What to work on:
1. In the ordered queue tutorial, render this sentence in Spanish: "Now that we have a base structure, we can start adding methods to it."
2. Return the stretch of the ordered queue tutorial from "As you can see" through "going to do.", copied word for word.

Extracted text:
=-=-=

We only initialized comparer property here and left head as is because an empty linked list doesn’t have any head node at starting, thus the value is going to be nil on initial state. Now that we have a base structure, we can start adding methods to it. I’ll start by adding Pop and Peek methods because both are similar and much easier to implement than the Push method.

// Pop removes and returns value of the head node if exists
func (q *OrderedQueue[T]) Pop() (value T, ok bool) {
  // If head is nil, we don't have any value to pop, so we can return (nil, false)
  if q.head == nil {
    ok = false
    return
  }
  
  ok = true
  value = q.head.value
  
  // We replace head node with the sibling of it, thus removing head node itself
  q.head = q.head.next
  
  return
}

// Pop returns value of the head node if exists
func (q *OrderedQueue[T]) Peek() (value T, ok bool) {
  // If head is nil, we don't have any value to peek so we return (nil, false)
  if q.head == nil {
    ok = false
    return
  }
  
  // Otherwise we can return value from the head node and true indicating we have a value
  return q.head.value, true
}

As you can see both Pop and Peek has similar implementation with only exceptation being q.head = q.head.next part of the Pop method. With those two methods above we can consume our data structure all we want. But the data structure is totally useless without an actual data in it. Therefore, we need to implement a way to push a new value into our queue structure.

The `Push` method

We are going to be almost done with our core functionality with the Push method. Before implementing it though, let’s first start by writing down what that method is going to do.

=-=-=

Listed records:

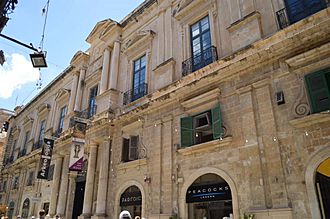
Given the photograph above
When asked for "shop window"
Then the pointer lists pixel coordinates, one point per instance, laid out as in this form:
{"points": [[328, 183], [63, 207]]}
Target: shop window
{"points": [[130, 148], [318, 89], [51, 172], [209, 197], [131, 200], [30, 179], [201, 128]]}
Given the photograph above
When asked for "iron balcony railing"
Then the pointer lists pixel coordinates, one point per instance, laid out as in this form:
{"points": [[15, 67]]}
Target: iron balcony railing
{"points": [[134, 94], [200, 60], [37, 145], [282, 18], [58, 132]]}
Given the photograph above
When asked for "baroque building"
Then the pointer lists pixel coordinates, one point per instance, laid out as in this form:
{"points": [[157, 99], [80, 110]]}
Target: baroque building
{"points": [[184, 109]]}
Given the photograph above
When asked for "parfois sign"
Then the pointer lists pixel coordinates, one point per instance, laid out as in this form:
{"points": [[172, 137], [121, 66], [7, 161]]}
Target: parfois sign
{"points": [[46, 156]]}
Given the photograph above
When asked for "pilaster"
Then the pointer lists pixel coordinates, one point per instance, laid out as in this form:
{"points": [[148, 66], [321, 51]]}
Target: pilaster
{"points": [[55, 186], [114, 68], [105, 71], [62, 199], [88, 197]]}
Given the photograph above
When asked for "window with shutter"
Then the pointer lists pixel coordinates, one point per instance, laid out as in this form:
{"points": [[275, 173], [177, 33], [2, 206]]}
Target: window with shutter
{"points": [[201, 128], [318, 88], [125, 151], [186, 132], [217, 122], [133, 149]]}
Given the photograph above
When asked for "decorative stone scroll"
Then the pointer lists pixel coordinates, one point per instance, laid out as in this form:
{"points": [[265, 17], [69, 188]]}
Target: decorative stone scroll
{"points": [[301, 107]]}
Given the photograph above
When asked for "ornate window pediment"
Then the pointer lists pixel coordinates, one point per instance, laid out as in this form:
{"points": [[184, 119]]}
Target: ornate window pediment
{"points": [[43, 108], [138, 40], [61, 93]]}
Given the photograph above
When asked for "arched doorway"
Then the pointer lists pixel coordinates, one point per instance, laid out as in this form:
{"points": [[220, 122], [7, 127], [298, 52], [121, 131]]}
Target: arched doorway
{"points": [[80, 191], [26, 208], [131, 200], [209, 197], [11, 209], [322, 185]]}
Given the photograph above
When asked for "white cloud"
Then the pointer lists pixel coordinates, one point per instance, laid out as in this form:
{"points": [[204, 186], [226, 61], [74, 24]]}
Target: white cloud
{"points": [[15, 72]]}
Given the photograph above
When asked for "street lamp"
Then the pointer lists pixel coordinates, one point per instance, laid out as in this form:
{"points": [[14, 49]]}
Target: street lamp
{"points": [[38, 58]]}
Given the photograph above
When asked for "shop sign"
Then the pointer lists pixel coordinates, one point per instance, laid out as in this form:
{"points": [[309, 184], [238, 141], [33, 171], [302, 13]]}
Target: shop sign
{"points": [[46, 156], [204, 193], [76, 162], [131, 198]]}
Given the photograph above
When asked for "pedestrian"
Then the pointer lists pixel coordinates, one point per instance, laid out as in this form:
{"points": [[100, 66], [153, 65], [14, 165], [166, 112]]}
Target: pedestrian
{"points": [[125, 215], [42, 214]]}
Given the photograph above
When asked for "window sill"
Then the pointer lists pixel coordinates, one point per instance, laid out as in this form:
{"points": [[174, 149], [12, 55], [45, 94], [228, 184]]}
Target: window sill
{"points": [[132, 164], [310, 120], [207, 146]]}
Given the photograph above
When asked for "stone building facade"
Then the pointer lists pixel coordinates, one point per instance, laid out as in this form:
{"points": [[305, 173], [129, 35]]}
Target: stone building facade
{"points": [[186, 109]]}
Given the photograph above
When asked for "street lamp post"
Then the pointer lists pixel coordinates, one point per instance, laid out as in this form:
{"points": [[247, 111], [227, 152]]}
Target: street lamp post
{"points": [[38, 58]]}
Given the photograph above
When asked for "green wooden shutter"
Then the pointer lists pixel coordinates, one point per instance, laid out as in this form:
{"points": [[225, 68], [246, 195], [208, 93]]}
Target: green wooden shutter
{"points": [[125, 150], [318, 88], [186, 132], [217, 122]]}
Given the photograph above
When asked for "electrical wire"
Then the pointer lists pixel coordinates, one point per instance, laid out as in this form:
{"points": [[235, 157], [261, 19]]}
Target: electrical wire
{"points": [[44, 10]]}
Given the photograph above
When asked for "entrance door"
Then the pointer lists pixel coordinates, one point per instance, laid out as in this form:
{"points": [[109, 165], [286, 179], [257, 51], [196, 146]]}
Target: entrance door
{"points": [[322, 184], [209, 197], [131, 200], [78, 199]]}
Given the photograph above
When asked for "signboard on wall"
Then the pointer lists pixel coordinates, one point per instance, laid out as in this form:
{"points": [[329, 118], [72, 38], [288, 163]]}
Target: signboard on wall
{"points": [[206, 193], [131, 198], [45, 158], [77, 154]]}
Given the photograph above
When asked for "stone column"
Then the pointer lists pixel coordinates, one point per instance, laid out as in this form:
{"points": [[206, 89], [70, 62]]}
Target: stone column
{"points": [[88, 197], [105, 71], [161, 40], [71, 194], [20, 189], [114, 68], [55, 186], [63, 187], [77, 105], [73, 92], [103, 180]]}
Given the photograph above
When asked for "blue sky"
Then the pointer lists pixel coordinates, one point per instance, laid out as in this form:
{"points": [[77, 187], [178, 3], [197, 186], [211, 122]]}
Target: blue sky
{"points": [[68, 25]]}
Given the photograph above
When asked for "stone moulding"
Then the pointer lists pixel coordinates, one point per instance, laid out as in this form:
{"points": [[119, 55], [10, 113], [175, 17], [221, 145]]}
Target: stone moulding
{"points": [[310, 120], [205, 147], [132, 164]]}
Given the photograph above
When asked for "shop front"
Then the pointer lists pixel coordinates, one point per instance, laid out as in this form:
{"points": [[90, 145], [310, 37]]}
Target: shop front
{"points": [[209, 197], [131, 200]]}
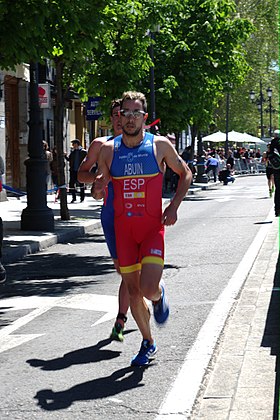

=-=-=

Results for the exercise:
1. Ahora que tenemos una estructura base, podemos empezar a agregarle métodos.

2.
As you can see both Pop and Peek has similar implementation with only exceptation being q.head = q.head.next part of the Pop method. With those two methods above we can consume our data structure all we want. But the data structure is totally useless without an actual data in it. Therefore, we need to implement a way to push a new value into our queue structure.

The `Push` method

We are going to be almost done with our core functionality with the Push method. Before implementing it though, let’s first start by writing down what that method is going to do.